Source excerpt -
"""

This text is from: The Princeton encyclopedia of classical sites,
Princeton University Press 1976. Cited Nov 2002 from
Perseus Project URL below, which contains bibliography & interesting hyperlinks.
The scene of the Iliad is laid before the walls of Ilios or
Troy, described by the poet as a populous and warlike city, mistress of the Troad,
or northwest promontory of Asia Minor, and ruled by King Priam. In the Greek myths
Ilios was founded by Ilus, son of Tros and greatgrandson of Dardanus. In the reign
of Laomedon, son of Ilus, the city was fortified with huge walls by Poseidon and
Apollo; but as Laomedon refused to pay the price agreed upon for this service,
he incurred the hostility of his mighty assistants. Laomedon was succeeded by
his son Podarces, or Priam, who became a great monarch, with fifty sons, including
Hector and Paris, and twelve daughters. Paris, by the help of Aphrodite, carried
off Helen, wife of Menelaus, king of Sparta; and to avenge this insult an army
of Achaeans besieged the city for ten years, and finally captured and destroyed
it. For a fuller account of the mythical history of Troy, see Dardanus; Ilus;
Laomedon; Paris; Trojan War.
It is impossible to determine how much, if any, of historical
truth is contained in these legends, and particularly in the Homeric account of
the Trojan War. But recent excavations have done much to show that the siege of
Troy was not all a myth. Where the ancient city stood, or where the poet conceived
that it stood, has been the subject of endless discussion. A brief history of
this controversy will be the best introduction to an account of the present state
of the question.
Long after the assumed date of the fall of Troy, but before
the Persian wars, the Greek town of (Novum) Ilium was founded at the low mound
of Hissarlik, nearly four miles from the Hellespont at Sigeum and about three
miles from the nearest point on the coast. Its inhabitants asserted that the city
of Priam had never been completely destroyed and that their own town was the immediate
successor of Homeric Ilios. This claim seems to have been generally allowed. Hellanicus
expressly approved it, and Herodotus describes, without dissent, the visit of
Xerxes to the spot, to which he was drawn by its legendary fame. The Spartan admiral
Mindarus, during the Peloponnesian War, and Alexander the Great, almost a century
later, each offered sacrifice to the Ilian Athene, in recognition of the ancient
glory of the town. But in the second century B.C. Demetrius of Scepsis advanced
the theory that Homeric Troy could not have stood on the site of (Novum) Ilium.

"""

Given task 1 -
Decide whether each statement agrees with the excerpt on Troy. Answer yes or no, and quote the words of the excerpt that decide it.
(a) Ilios was founded by Ilus.
(b) Priam had twelve sons.
(c) Demetrius of Scepsis held that Homeric Troy stood on the site of (Novum) Ilium.
Given task 2 -
Using the excerpt on Troy, answer these questions:
(a) Who fortified the city with huge walls during the reign of Laomedon?
(b) For how many years did the Achaean army besiege the city?
(c) Which two figures offered sacrifice to the Ilian Athene?

Entries provided -
"""

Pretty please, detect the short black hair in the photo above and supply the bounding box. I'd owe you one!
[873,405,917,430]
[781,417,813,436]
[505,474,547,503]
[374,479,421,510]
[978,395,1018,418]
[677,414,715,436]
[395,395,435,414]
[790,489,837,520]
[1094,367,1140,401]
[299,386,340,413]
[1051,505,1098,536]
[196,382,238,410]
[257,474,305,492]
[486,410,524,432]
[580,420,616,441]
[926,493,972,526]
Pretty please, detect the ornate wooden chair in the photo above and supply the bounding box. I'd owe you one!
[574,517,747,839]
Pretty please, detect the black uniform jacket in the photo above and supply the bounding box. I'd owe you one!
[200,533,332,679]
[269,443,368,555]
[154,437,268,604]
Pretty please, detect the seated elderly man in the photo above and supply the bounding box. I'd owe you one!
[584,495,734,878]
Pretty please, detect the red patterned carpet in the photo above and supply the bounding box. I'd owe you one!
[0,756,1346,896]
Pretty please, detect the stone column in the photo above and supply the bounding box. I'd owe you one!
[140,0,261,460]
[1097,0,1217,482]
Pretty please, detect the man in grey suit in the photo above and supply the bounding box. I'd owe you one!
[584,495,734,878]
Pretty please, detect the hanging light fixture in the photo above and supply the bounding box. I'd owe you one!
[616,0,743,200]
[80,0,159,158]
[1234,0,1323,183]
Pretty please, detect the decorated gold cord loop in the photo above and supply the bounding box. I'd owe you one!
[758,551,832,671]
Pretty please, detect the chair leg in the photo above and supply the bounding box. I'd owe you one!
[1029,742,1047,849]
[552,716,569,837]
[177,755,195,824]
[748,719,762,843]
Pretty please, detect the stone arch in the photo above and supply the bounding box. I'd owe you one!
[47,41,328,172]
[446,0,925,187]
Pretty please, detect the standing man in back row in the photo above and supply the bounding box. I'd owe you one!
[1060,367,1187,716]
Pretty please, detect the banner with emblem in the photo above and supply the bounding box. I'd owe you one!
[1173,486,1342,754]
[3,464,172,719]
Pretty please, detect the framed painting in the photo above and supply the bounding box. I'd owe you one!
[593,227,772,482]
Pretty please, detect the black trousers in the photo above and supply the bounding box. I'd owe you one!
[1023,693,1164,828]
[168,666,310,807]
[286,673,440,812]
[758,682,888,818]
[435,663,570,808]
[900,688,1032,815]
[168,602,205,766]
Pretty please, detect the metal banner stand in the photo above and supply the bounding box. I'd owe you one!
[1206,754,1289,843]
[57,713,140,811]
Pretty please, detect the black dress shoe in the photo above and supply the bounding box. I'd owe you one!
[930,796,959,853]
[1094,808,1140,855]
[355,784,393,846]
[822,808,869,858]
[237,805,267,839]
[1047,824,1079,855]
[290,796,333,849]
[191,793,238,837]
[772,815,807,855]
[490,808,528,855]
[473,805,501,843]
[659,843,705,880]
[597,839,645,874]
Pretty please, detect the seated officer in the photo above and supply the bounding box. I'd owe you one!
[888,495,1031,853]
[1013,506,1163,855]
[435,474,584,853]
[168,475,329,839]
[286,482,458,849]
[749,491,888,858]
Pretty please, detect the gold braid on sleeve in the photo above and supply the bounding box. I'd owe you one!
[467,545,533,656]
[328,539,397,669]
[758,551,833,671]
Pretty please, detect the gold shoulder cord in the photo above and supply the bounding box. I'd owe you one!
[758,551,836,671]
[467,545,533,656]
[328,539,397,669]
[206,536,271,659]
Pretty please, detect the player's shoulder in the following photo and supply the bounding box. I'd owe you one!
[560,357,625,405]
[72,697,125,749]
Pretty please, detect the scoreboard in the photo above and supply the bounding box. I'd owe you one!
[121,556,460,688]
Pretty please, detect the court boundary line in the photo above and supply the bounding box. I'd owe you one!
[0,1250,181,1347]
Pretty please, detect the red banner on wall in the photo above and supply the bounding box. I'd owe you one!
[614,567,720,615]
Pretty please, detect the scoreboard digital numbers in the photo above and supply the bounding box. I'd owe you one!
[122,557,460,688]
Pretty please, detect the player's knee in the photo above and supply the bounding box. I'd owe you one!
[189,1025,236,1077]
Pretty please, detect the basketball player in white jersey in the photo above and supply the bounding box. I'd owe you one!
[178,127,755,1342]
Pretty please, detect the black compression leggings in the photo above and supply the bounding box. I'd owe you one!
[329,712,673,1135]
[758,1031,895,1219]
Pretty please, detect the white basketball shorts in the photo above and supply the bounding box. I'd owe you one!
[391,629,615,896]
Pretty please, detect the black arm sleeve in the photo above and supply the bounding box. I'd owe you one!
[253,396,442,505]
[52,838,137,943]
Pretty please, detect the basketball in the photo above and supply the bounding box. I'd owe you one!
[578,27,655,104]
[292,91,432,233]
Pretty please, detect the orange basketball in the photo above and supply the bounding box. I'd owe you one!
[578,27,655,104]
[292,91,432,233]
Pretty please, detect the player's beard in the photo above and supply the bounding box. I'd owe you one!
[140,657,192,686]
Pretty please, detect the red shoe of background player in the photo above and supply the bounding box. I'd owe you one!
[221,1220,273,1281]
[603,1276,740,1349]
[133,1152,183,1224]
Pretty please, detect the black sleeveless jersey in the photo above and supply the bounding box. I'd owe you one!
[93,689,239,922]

"""
"""

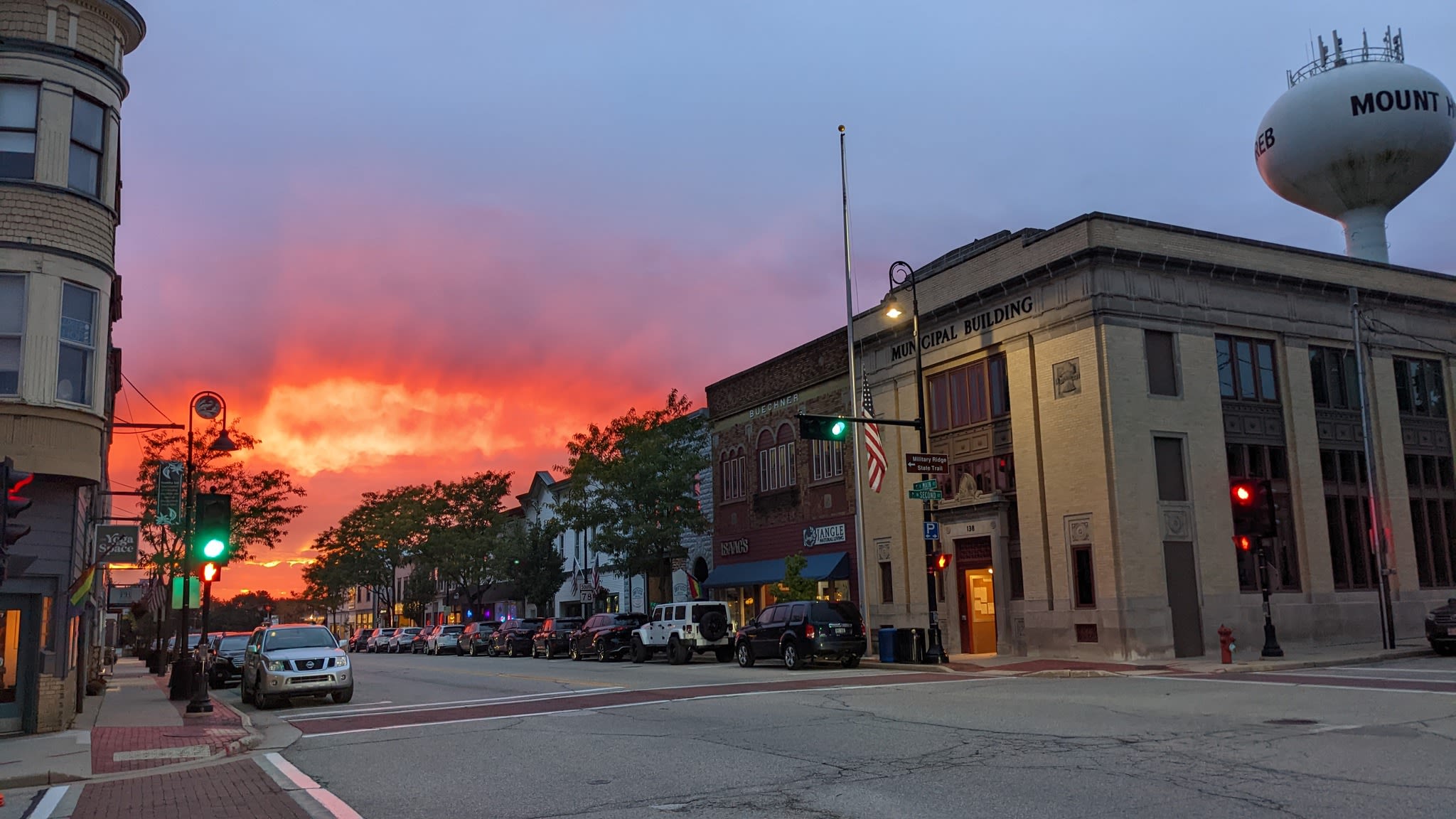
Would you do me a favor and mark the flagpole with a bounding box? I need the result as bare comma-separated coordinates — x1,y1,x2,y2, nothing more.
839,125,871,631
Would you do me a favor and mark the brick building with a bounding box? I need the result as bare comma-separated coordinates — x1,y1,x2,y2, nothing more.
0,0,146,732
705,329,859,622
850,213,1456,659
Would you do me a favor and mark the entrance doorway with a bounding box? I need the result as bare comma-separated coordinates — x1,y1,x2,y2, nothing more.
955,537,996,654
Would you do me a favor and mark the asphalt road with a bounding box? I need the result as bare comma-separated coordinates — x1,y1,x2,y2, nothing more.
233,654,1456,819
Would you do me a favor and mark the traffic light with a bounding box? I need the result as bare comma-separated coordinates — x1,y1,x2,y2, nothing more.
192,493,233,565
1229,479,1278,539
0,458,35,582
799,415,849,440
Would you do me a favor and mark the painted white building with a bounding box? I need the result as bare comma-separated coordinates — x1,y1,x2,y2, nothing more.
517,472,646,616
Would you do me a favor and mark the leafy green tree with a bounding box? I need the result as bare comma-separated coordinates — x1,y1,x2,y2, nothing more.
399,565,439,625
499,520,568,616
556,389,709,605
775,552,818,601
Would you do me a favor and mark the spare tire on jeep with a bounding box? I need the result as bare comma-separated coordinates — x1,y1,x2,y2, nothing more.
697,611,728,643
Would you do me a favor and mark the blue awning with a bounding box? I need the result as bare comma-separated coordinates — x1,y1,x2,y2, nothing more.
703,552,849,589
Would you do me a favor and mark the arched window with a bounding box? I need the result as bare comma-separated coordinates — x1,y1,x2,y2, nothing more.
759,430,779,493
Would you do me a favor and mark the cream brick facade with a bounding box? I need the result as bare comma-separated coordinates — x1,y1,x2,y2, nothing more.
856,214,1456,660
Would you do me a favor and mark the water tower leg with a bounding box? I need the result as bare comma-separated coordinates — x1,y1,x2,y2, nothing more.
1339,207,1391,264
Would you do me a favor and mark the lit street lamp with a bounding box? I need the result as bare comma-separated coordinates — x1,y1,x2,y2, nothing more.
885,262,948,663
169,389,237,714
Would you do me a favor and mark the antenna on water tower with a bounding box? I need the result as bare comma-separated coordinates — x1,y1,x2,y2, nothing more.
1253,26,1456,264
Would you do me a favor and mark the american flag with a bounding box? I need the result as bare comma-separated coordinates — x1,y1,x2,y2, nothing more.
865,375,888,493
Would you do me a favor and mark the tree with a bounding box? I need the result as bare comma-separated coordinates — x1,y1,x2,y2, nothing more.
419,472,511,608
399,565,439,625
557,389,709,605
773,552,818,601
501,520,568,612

"""
"""

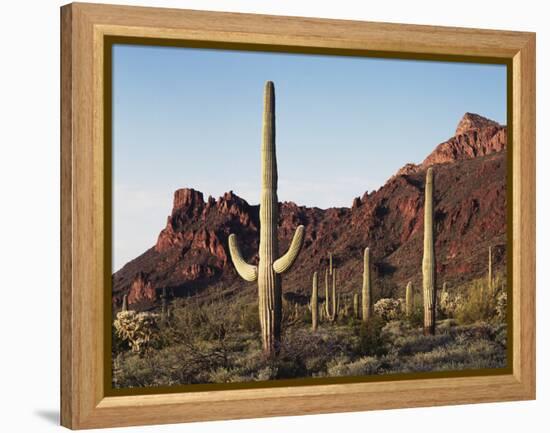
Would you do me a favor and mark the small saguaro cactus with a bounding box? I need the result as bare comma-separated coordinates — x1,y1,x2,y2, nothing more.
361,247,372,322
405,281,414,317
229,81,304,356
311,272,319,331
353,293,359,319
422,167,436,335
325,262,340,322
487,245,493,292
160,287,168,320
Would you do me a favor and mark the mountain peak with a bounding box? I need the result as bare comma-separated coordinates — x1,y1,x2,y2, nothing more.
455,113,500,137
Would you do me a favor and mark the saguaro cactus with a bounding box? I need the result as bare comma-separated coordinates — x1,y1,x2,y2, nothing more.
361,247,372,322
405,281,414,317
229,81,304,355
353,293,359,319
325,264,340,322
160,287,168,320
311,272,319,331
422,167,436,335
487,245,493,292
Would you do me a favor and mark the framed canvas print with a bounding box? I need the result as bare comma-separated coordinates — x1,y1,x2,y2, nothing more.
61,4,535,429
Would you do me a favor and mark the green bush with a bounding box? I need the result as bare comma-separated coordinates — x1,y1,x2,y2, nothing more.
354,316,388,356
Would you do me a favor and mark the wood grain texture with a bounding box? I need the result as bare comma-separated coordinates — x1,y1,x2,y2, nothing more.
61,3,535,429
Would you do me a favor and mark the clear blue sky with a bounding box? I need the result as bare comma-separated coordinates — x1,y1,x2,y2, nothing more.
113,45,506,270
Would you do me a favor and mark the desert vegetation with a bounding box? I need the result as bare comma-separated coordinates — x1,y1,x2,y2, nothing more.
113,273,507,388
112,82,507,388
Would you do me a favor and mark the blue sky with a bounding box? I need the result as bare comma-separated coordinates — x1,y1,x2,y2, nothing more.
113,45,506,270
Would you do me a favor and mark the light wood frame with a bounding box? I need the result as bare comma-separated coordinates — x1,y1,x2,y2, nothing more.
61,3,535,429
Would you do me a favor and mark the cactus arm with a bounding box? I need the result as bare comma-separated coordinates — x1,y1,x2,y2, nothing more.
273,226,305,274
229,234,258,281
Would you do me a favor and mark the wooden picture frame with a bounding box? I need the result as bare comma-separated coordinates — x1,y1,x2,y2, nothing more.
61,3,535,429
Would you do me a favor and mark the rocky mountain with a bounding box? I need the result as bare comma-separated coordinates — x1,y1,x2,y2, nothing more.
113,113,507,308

"""

Full output 1 -
(a) Yes: "Ilios was founded by Ilus, son of Tros and greatgrandson of Dardanus."
(b) No: "with fifty sons, including Hector and Paris, and twelve daughters."
(c) No: "advanced the theory that Homeric Troy could not have stood on the site of (Novum) Ilium."

Full output 2 -
(a) Poseidon and Apollo
(b) Ten years
(c) The Spartan admiral Mindarus and Alexander the Great